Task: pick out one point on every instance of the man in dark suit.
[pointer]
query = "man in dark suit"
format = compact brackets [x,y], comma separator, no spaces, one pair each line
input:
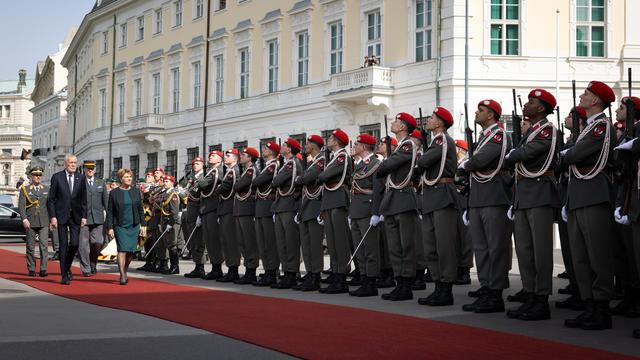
[67,206]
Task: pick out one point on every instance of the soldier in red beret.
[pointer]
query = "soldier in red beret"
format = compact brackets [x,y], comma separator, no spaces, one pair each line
[486,215]
[311,232]
[535,202]
[285,208]
[265,232]
[335,179]
[399,207]
[588,209]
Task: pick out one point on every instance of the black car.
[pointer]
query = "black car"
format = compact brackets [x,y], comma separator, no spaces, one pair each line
[10,222]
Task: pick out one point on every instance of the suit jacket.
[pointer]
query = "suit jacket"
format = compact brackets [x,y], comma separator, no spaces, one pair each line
[97,201]
[116,208]
[32,205]
[67,206]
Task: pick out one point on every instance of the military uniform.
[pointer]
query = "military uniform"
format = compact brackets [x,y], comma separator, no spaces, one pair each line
[284,208]
[32,206]
[264,224]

■ Problem requirements: Keep the pictures out and write out the records exactly.

■ Exercise answer:
Task: pick out one point on every instance of the man in dark suit.
[pointer]
query = "man in dark suit"
format = compact brackets [x,y], comma separator, no spaces, one pair each line
input:
[67,206]
Task: pick out one point on every instance of the soldier in red beret.
[pointer]
query = "soldier in red beret"
format = compact brackets [x,y], comma separator, no spaces, one pair each line
[486,215]
[311,232]
[535,202]
[285,208]
[265,232]
[335,179]
[399,207]
[588,209]
Task: pick out one point on every instance of the black car.
[pointer]
query = "black car"
format = compact brackets [x,y], comma separator, no spaces, one pair each line
[10,222]
Task: pick out one point on every instance of the suit jacket.
[pointer]
query = "suit jacket"
format = compact brackets [x,y], comma separator, no spaces, one pair each line
[97,201]
[116,208]
[32,205]
[67,206]
Task: pick out one point on every instance of the military uniform.
[pointer]
query = "military uniform"
format = compact brackets [x,y], comma separator, no spaces, one pair each line
[284,208]
[32,206]
[264,224]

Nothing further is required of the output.